(Aim of the exercise) From the line that includes "Tag baidu logo" down to the final line of the data below, copy every line exactly and leave the rest out.

=== Section Start ===

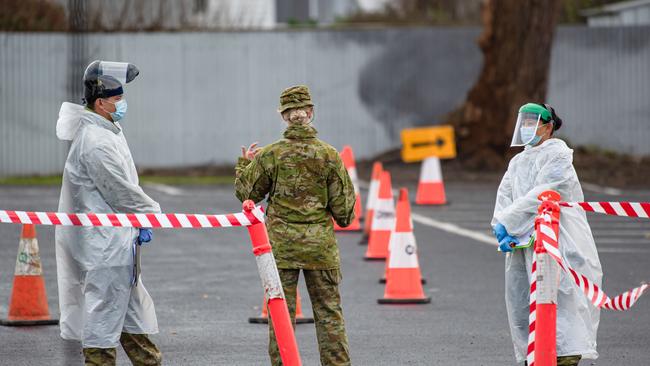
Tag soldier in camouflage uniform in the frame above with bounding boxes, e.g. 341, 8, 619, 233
235, 85, 355, 366
84, 333, 161, 366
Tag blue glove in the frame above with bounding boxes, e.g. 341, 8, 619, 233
138, 228, 153, 245
498, 235, 519, 253
493, 223, 508, 242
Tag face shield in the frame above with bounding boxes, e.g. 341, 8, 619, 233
510, 112, 542, 147
83, 60, 140, 85
83, 60, 139, 105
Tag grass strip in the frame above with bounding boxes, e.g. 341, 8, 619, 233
0, 175, 233, 186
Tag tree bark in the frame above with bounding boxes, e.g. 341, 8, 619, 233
447, 0, 562, 169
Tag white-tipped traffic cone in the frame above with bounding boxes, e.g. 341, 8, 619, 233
335, 146, 362, 231
249, 290, 314, 324
379, 190, 430, 304
415, 156, 446, 205
364, 171, 394, 260
360, 161, 382, 244
380, 188, 425, 284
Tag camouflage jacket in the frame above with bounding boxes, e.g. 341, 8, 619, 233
235, 124, 356, 269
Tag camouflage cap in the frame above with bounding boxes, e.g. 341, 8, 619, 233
278, 85, 314, 113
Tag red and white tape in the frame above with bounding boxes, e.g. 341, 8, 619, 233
0, 207, 265, 228
561, 201, 650, 218
527, 257, 538, 365
536, 211, 648, 310
527, 207, 648, 365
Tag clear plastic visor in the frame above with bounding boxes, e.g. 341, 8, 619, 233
510, 113, 541, 146
99, 61, 129, 84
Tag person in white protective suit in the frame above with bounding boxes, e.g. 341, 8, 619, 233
55, 60, 162, 366
492, 103, 603, 366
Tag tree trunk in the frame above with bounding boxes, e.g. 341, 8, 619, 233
447, 0, 562, 169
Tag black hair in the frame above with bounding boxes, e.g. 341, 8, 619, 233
83, 76, 123, 110
85, 95, 99, 110
537, 103, 563, 133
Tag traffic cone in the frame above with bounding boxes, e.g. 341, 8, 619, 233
249, 290, 314, 324
1, 225, 58, 326
379, 188, 426, 284
379, 189, 431, 304
335, 146, 362, 232
364, 171, 394, 260
415, 156, 447, 205
360, 162, 383, 245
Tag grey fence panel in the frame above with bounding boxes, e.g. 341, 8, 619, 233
1, 26, 649, 177
549, 26, 650, 156
0, 33, 71, 177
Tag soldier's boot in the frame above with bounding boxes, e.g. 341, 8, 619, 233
269, 269, 299, 366
304, 269, 351, 366
557, 355, 581, 366
120, 332, 162, 366
83, 347, 117, 366
524, 355, 581, 366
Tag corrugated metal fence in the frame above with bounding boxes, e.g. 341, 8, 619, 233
1, 26, 649, 177
549, 26, 650, 156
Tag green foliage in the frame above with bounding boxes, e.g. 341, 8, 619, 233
340, 0, 477, 26
140, 176, 234, 185
286, 18, 318, 28
339, 0, 629, 26
0, 0, 67, 31
560, 0, 635, 23
0, 175, 233, 186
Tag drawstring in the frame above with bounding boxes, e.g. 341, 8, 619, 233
131, 238, 141, 287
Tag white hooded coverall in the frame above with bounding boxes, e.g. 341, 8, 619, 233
55, 102, 160, 348
492, 138, 602, 362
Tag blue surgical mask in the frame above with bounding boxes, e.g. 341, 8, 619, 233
520, 126, 541, 146
103, 99, 128, 122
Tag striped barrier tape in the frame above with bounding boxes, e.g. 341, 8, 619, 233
527, 205, 648, 366
560, 201, 650, 218
0, 207, 265, 228
527, 256, 538, 365
535, 210, 648, 310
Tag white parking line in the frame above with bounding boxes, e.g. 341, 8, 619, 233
411, 212, 496, 246
582, 182, 623, 196
359, 180, 496, 246
144, 183, 186, 196
598, 248, 650, 254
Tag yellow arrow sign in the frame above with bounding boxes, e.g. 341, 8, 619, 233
401, 125, 456, 162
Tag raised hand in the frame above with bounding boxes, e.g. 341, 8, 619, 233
241, 142, 261, 160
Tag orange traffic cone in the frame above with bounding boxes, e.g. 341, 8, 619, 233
1, 225, 58, 326
379, 189, 430, 304
415, 156, 447, 205
360, 162, 383, 245
379, 188, 426, 284
335, 146, 362, 232
249, 290, 314, 324
364, 171, 394, 260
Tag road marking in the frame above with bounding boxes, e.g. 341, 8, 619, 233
359, 180, 496, 246
411, 212, 496, 246
593, 239, 650, 245
582, 182, 623, 196
144, 183, 186, 196
598, 248, 650, 254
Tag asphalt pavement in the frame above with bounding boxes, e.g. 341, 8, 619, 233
0, 181, 648, 365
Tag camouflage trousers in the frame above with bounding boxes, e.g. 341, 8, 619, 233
269, 268, 351, 366
83, 333, 162, 366
525, 355, 581, 366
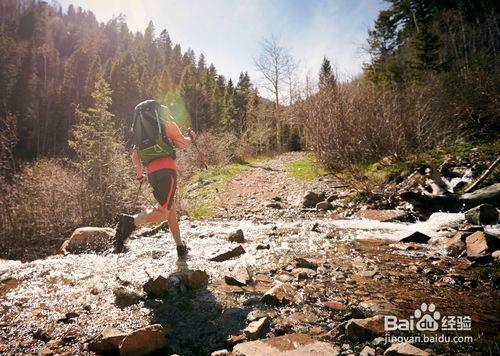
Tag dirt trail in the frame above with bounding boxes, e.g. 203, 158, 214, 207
212, 152, 339, 219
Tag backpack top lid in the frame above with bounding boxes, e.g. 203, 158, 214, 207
135, 100, 171, 120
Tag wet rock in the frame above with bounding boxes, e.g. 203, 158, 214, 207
244, 317, 269, 340
430, 232, 467, 257
88, 327, 127, 353
465, 204, 498, 225
119, 324, 166, 356
143, 275, 170, 296
400, 231, 430, 244
316, 201, 334, 211
384, 342, 429, 356
180, 270, 209, 289
256, 244, 270, 250
113, 286, 142, 308
233, 333, 339, 355
354, 209, 408, 222
227, 334, 247, 348
360, 345, 376, 356
293, 257, 319, 270
225, 268, 251, 287
261, 283, 295, 306
302, 191, 322, 208
345, 315, 386, 342
493, 250, 500, 260
211, 349, 229, 356
210, 245, 246, 262
60, 227, 115, 254
291, 267, 317, 280
323, 301, 347, 312
466, 231, 500, 257
229, 229, 245, 243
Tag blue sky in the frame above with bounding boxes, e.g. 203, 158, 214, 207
57, 0, 387, 89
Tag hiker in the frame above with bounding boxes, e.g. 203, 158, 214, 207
114, 100, 196, 259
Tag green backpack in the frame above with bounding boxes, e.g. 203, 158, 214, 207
132, 100, 176, 165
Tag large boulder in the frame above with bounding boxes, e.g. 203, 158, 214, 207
233, 333, 339, 355
465, 204, 499, 225
345, 315, 386, 342
119, 324, 166, 356
430, 232, 467, 257
466, 231, 500, 257
60, 227, 115, 254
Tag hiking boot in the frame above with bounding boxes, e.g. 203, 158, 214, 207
176, 244, 189, 259
114, 214, 136, 253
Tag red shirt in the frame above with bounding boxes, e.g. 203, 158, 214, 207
146, 121, 184, 174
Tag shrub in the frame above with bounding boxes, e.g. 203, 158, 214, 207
0, 159, 84, 260
302, 77, 461, 170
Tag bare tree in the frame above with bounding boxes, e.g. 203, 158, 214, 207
254, 36, 294, 150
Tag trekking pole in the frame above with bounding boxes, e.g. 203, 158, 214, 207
188, 129, 208, 170
131, 179, 144, 213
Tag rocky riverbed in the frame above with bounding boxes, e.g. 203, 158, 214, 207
0, 153, 499, 355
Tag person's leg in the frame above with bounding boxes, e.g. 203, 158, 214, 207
167, 203, 182, 246
134, 205, 169, 226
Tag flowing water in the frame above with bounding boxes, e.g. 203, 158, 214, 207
1, 212, 499, 354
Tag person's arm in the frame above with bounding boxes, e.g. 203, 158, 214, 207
166, 122, 196, 149
131, 146, 145, 180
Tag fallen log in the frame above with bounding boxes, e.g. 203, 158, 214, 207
401, 183, 500, 213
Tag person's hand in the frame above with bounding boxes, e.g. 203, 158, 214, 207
187, 128, 197, 141
136, 173, 146, 183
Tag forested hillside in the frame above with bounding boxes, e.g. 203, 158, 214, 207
0, 0, 269, 170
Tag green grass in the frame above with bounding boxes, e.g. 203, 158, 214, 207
285, 154, 329, 181
184, 161, 262, 218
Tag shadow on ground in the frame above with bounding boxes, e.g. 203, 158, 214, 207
144, 261, 249, 355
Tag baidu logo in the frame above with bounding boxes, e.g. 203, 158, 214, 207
385, 303, 471, 332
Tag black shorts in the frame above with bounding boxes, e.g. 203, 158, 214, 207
148, 169, 177, 209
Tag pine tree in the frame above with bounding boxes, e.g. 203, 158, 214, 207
318, 57, 336, 90
69, 78, 133, 224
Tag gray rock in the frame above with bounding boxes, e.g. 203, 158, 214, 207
302, 191, 322, 208
400, 232, 430, 244
316, 201, 334, 211
384, 342, 429, 356
345, 315, 386, 342
465, 204, 499, 225
233, 333, 339, 355
229, 229, 245, 243
243, 317, 269, 340
119, 324, 166, 356
466, 231, 500, 257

=== Section End ===

(Answer to the problem)
Tag baidu logo in the frame above with bounding boxes, e.g. 203, 158, 214, 207
385, 303, 471, 332
Tag black shorts in the frame above with bounding boxes, e.g. 203, 158, 214, 207
148, 169, 177, 209
Tag pine tree in the frame above with bounding boxes, e.g. 203, 158, 214, 207
318, 57, 336, 90
69, 78, 133, 224
Tag gray rock in the frame above with bounding boxes, e.g. 203, 158, 214, 207
302, 191, 322, 208
400, 232, 430, 244
316, 201, 334, 211
384, 342, 429, 356
345, 315, 386, 342
465, 204, 499, 225
233, 333, 339, 355
229, 229, 245, 243
243, 317, 269, 340
119, 324, 166, 356
466, 231, 500, 257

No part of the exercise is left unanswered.